Your instructions: Report how many lines in the rows below contain the word "stem". Give only the number.

********

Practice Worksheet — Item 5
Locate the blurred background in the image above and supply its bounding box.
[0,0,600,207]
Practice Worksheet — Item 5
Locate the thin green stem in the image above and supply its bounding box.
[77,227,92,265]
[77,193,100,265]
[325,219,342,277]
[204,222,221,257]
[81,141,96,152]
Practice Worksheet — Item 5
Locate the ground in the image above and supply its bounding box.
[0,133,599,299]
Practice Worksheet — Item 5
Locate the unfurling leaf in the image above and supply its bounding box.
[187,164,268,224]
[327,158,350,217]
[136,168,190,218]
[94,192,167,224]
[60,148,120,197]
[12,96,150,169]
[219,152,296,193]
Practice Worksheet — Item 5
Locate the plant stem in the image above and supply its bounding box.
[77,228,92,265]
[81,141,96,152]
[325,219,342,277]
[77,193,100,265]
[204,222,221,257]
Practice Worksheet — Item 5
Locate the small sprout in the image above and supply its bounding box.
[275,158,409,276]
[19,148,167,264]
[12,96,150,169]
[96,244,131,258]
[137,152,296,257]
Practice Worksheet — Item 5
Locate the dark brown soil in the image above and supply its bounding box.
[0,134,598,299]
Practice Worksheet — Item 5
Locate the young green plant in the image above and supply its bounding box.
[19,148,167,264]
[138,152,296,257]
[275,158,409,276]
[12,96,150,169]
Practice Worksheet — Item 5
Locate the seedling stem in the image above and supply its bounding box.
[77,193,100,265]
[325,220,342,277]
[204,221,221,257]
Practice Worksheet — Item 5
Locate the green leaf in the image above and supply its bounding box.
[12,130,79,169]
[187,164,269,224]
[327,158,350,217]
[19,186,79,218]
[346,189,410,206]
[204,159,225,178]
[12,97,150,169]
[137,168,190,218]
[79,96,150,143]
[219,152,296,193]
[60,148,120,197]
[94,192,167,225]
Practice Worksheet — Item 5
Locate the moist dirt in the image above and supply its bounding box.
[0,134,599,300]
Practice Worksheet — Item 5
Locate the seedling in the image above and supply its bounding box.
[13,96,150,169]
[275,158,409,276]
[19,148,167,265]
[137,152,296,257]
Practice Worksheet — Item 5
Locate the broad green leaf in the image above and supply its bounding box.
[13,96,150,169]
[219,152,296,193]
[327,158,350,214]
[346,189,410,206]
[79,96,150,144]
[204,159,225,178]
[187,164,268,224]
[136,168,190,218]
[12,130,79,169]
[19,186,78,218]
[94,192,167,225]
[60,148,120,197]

********

Exercise result: 3